— Texto de origem —
((
A genealogia da violência, assim desenvolvida, consegue escapar da retórica legalista, que vê no declínio da autoridade vertical de tipo paterna a fonte da violência e, por isso, só consegue pensar formas regressivas de recomposição da autoridade. Escapa também da retórica naturalista, que cultiva o desamparo e a maternagem como aspiração reificada de solidariedade. Ou seja, depois da banalidade do mal, a excepcionalidade do mal.
Cultura pitbull e “sequestros relâmpagos”
Se na primeira parte dos Cadernos destacam-se as virtudes metódicas e teóricas de nosso autor, o returno do livro faz falar o cronista de uma época, o historiador das pequenas causas. São vidas simples, casos banais, contados com o que lhes falta, a saber, reconhecimento da dignidade. Por exemplo, a trajetória de um homem pobre que perde trabalho, esposa e família. Errante, mata cruelmente a menina que lhe oferece flores e comida. Violência inesperada contra a única pessoa que foi gentil com ele. Cinco anos de cárcere manicomial e escuta psicanalítica não foram suficientes para que ele, réu confesso e dócil, reconstruísse os rastros psíquicos dessa passagem ao ato criminal. Vazio e ausência de reconhecimento. Semelhança invertida com os soldados egressos do Iraque matando suas esposas… inexplicavelmente. Semelhança não simétrica entre vencidos e vencedores, como o grito de dor de As Troianas, tragédia de Eurípedes. Falsa equivalência que reaparece na crítica da ideia de que a guerra é a política feita por outros meios (tese de Clausewitz). O diagnóstico desconstrói as oposições fáceis dessa nova forma de violência: crueldade asséptica, crueldade excepcional, crueldade que não faz exemplos.
))
— Dados fornecidos —
((
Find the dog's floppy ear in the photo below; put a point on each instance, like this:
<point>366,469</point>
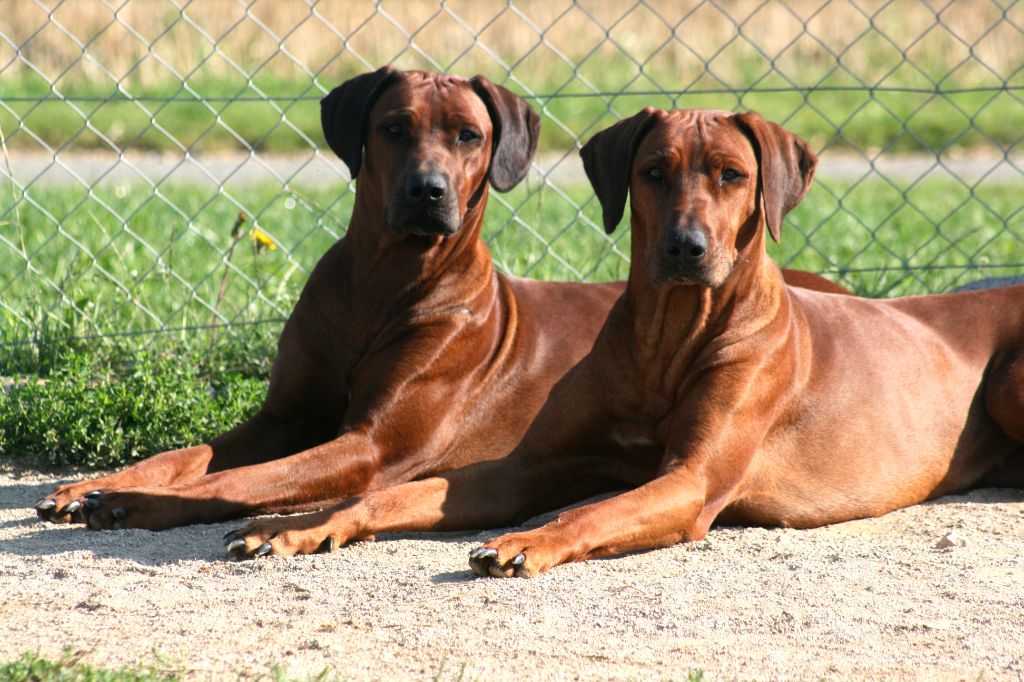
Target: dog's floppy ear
<point>517,128</point>
<point>607,158</point>
<point>344,113</point>
<point>785,168</point>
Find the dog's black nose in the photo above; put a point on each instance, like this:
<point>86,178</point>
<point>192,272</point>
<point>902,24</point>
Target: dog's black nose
<point>426,186</point>
<point>688,244</point>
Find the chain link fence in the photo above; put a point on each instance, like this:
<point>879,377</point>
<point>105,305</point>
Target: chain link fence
<point>164,172</point>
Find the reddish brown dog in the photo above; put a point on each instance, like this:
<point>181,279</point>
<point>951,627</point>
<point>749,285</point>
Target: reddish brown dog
<point>718,391</point>
<point>407,354</point>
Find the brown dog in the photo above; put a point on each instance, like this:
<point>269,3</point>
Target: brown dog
<point>718,391</point>
<point>407,354</point>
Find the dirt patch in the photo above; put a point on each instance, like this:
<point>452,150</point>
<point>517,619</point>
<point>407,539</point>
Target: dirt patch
<point>872,599</point>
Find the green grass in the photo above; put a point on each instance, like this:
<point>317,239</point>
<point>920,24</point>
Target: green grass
<point>32,668</point>
<point>96,412</point>
<point>130,260</point>
<point>122,260</point>
<point>220,115</point>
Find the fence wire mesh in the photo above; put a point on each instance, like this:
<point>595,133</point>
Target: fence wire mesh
<point>164,170</point>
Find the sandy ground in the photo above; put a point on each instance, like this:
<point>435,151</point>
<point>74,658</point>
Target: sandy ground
<point>871,599</point>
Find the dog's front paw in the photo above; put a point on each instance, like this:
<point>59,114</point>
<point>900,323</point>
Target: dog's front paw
<point>307,534</point>
<point>515,555</point>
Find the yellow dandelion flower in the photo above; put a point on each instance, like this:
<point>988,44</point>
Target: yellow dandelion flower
<point>261,240</point>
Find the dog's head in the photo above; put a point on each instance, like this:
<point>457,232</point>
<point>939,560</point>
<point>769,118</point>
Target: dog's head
<point>704,184</point>
<point>429,143</point>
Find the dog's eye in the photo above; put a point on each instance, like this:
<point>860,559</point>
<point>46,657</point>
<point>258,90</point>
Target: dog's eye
<point>655,174</point>
<point>730,175</point>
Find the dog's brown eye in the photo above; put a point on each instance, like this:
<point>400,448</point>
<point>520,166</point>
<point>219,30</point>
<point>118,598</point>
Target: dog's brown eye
<point>730,175</point>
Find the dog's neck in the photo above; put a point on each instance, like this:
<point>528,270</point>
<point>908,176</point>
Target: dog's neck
<point>676,325</point>
<point>404,265</point>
))
— Tarefa 1 —
Cite o texto sobre violência, tudo de "A genealogia da" até "excepcionalidade do mal.".
— Tarefa 2 —
Qual tragédia de Eurípedes é mencionada no texto sobre violência?

— Resposta completa 1 —
A genealogia da violência, assim desenvolvida, consegue escapar da retórica legalista, que vê no declínio da autoridade vertical de tipo paterna a fonte da violência e, por isso, só consegue pensar formas regressivas de recomposição da autoridade. Escapa também da retórica naturalista, que cultiva o desamparo e a maternagem como aspiração reificada de solidariedade. Ou seja, depois da banalidade do mal, a excepcionalidade do mal.

— Resposta completa 2 —
As Troianas.